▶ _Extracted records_

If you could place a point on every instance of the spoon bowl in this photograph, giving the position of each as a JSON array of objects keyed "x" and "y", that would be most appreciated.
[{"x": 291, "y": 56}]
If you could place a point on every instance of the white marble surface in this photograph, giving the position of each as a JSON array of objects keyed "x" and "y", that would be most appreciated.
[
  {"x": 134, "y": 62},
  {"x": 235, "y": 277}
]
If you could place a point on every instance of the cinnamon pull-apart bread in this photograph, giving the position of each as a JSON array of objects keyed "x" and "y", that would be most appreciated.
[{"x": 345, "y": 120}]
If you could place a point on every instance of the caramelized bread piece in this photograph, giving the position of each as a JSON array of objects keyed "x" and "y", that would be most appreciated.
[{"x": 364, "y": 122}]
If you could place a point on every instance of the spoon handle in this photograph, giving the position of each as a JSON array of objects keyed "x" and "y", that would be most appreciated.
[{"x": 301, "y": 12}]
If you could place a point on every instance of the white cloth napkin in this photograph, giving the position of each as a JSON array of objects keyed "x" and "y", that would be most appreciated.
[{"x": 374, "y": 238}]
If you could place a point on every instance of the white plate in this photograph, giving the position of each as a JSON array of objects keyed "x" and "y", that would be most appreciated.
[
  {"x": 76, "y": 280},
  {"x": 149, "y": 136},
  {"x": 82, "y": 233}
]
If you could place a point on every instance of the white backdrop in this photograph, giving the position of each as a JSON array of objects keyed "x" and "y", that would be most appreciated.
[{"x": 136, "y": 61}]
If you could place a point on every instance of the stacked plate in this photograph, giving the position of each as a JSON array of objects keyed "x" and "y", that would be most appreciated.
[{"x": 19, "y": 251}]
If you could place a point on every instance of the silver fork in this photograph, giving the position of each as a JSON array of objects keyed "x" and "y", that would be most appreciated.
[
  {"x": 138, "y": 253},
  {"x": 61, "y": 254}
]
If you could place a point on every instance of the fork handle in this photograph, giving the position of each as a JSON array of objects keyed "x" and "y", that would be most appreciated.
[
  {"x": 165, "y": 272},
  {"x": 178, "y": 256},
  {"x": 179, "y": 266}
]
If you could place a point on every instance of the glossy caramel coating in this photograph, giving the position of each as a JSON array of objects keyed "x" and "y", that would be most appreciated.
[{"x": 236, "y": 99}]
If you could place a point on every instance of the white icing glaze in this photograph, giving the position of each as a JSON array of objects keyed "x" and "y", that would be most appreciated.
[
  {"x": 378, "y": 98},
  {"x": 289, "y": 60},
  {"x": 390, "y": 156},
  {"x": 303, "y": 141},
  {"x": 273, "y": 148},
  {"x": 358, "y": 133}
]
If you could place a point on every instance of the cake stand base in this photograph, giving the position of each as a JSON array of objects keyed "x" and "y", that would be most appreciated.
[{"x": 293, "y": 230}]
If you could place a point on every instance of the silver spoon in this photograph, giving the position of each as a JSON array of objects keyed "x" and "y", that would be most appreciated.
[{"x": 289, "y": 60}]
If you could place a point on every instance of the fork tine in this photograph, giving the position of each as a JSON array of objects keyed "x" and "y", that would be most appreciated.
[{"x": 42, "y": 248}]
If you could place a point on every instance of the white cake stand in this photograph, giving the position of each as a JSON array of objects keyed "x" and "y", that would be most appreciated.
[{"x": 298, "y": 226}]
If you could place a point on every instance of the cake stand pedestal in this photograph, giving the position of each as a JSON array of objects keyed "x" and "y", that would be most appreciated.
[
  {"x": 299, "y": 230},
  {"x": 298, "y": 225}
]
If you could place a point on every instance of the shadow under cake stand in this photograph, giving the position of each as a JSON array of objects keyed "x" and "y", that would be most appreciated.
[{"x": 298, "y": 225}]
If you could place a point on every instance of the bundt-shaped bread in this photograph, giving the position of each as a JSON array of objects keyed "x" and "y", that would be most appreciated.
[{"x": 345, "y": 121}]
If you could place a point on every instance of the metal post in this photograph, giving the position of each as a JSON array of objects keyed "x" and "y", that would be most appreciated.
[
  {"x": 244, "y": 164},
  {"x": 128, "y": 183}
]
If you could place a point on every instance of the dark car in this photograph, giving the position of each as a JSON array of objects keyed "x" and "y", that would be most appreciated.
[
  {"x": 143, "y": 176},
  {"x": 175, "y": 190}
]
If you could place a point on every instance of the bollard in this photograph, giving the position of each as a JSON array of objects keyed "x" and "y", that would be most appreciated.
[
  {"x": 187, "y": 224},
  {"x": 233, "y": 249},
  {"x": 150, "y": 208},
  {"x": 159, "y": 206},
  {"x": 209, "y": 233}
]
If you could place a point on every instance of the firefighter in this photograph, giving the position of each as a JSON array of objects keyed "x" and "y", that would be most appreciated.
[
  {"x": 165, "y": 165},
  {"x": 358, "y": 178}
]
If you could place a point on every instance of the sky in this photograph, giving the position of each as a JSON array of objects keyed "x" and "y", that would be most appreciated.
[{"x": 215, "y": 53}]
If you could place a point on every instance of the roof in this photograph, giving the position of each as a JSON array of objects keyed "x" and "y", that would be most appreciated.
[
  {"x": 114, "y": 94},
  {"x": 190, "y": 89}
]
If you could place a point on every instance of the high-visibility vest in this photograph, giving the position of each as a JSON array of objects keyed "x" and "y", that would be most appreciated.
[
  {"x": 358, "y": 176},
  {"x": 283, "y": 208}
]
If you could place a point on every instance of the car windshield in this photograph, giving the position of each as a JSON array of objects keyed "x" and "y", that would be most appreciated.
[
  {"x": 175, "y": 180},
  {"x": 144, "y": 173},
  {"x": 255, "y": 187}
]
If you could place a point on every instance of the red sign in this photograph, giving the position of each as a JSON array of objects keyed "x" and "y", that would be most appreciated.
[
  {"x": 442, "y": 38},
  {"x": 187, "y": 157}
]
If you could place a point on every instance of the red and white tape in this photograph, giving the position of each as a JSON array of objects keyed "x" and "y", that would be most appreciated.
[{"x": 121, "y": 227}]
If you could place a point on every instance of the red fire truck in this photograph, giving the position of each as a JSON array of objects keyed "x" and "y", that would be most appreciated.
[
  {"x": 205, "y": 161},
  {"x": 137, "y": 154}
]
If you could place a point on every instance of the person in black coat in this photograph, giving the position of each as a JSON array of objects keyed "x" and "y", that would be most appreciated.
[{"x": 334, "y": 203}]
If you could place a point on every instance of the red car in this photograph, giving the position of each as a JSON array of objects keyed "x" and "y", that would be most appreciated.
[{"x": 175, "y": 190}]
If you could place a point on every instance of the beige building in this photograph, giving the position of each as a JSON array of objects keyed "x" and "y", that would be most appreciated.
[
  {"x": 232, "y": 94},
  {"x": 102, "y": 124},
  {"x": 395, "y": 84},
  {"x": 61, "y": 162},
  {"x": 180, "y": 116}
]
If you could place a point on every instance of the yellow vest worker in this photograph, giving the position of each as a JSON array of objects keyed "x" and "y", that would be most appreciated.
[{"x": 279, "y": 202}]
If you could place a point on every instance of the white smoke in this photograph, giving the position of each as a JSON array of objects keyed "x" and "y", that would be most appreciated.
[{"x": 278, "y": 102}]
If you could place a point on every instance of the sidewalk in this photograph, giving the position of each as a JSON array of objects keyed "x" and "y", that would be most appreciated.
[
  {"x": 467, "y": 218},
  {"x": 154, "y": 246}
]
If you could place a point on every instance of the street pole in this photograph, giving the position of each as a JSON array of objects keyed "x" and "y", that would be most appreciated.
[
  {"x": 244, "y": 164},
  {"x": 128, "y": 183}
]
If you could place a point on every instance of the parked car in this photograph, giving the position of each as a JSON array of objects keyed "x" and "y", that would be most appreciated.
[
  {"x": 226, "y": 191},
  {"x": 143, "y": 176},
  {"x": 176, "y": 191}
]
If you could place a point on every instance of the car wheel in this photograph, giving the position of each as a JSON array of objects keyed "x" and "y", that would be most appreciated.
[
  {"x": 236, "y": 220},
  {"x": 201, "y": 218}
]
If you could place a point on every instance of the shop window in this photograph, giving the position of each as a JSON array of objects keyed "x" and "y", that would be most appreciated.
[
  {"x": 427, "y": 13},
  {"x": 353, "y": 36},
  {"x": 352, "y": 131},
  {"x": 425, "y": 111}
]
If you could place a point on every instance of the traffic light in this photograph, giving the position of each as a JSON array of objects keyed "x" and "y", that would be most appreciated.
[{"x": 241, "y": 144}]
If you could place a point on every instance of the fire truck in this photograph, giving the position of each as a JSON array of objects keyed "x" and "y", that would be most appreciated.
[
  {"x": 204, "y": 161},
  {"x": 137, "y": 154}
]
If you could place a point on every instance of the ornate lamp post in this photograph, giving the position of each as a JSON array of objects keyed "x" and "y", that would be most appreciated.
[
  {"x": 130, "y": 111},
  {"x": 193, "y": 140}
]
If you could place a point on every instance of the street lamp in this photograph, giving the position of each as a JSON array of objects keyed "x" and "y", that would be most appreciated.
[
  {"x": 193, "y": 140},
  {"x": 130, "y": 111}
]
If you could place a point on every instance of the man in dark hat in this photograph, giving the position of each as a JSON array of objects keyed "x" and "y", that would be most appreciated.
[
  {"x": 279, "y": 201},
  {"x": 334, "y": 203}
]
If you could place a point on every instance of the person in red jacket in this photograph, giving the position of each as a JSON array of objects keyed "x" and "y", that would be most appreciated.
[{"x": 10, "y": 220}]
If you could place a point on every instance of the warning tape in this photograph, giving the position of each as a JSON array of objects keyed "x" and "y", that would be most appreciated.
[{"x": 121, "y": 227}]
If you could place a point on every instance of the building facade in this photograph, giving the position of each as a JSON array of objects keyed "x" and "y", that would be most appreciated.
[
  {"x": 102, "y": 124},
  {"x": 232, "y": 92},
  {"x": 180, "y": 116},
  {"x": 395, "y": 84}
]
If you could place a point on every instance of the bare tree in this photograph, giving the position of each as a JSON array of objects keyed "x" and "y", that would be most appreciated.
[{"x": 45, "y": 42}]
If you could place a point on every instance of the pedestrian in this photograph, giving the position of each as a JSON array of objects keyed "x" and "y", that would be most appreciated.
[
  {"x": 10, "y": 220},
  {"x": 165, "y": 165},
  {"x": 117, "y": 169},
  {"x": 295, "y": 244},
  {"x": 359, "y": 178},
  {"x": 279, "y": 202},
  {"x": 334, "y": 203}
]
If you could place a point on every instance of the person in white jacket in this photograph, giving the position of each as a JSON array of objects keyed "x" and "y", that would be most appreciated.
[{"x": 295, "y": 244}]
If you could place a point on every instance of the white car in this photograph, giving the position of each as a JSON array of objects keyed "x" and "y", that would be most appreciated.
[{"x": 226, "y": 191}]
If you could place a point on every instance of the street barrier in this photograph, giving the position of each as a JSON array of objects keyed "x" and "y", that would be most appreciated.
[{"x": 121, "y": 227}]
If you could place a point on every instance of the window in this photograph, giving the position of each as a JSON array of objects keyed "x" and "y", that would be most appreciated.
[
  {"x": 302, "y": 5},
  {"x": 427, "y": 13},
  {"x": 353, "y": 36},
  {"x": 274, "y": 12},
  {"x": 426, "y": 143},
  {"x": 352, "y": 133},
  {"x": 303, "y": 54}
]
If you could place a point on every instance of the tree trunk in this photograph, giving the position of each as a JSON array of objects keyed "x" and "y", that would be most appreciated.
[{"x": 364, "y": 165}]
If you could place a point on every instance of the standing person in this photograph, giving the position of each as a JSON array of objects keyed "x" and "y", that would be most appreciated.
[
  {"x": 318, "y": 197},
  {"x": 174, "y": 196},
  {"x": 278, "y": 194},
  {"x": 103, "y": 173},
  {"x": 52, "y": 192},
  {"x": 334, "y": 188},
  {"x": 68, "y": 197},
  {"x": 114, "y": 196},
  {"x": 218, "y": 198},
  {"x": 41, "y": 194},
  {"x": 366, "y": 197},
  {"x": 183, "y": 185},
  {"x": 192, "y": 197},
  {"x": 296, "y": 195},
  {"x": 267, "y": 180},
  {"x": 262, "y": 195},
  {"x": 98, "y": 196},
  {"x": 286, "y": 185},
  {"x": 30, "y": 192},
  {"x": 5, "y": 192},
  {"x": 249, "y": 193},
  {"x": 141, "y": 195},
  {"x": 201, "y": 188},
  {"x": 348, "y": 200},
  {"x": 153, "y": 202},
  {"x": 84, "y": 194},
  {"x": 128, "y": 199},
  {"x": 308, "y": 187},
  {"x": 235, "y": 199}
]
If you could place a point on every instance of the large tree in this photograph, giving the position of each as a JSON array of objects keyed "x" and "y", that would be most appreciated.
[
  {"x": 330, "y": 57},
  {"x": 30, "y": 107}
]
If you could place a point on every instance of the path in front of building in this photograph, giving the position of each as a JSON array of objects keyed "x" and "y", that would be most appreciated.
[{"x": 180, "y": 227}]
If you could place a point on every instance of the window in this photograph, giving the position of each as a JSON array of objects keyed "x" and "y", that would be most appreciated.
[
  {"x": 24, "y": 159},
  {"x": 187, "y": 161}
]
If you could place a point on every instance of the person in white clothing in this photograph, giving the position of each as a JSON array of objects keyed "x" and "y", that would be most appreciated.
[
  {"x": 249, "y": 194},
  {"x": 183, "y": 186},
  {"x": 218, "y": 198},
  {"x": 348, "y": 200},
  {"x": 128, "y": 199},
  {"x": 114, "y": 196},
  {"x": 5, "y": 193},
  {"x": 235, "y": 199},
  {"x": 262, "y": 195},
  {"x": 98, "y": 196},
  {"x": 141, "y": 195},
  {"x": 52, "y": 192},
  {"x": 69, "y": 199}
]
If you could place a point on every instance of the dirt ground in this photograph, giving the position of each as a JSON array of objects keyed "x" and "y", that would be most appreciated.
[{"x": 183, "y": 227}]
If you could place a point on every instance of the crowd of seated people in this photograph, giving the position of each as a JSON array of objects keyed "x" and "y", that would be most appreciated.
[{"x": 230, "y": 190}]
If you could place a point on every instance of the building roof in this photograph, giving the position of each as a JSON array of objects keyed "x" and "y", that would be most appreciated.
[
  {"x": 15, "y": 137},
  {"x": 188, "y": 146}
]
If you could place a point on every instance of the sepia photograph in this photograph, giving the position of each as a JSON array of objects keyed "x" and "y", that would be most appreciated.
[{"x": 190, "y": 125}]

▶ _Task_
Beginning with the line that contains "in white clothing", set down every line through the end of the data without change.

▶ _Response to the task_
If you could place a point on every instance of the person in white clothing in this photograph, giving the position of each as a JSON array of objects keyed "x" and "y", that would be most appreciated.
[
  {"x": 249, "y": 194},
  {"x": 183, "y": 186},
  {"x": 218, "y": 198},
  {"x": 348, "y": 200},
  {"x": 128, "y": 199},
  {"x": 114, "y": 196},
  {"x": 5, "y": 193},
  {"x": 235, "y": 199},
  {"x": 262, "y": 195},
  {"x": 98, "y": 196},
  {"x": 141, "y": 195},
  {"x": 52, "y": 192},
  {"x": 69, "y": 199}
]
If you could place a point on every instance of the dirt ground in this photograph, giving the position of each as a JSON array of objects keyed "x" and "y", that would be most appreciated.
[{"x": 183, "y": 227}]
If you could place a point on every instance of the crowd of seated people in this photograph, giving the position of each as a JSON array of objects keyed "x" and "y", that would be most appreciated.
[{"x": 230, "y": 190}]
If you could place a point on every instance of the building roof in this photograph, giving the position of each as a JSON array of objects keyed "x" and "y", that would be most appreciated.
[
  {"x": 15, "y": 137},
  {"x": 188, "y": 146}
]
If you could place a point on every instance of the sepia photograph in this photograph, giving the position of each as a JSON array of objects keyed "x" and "y", that would be most appreciated.
[{"x": 190, "y": 125}]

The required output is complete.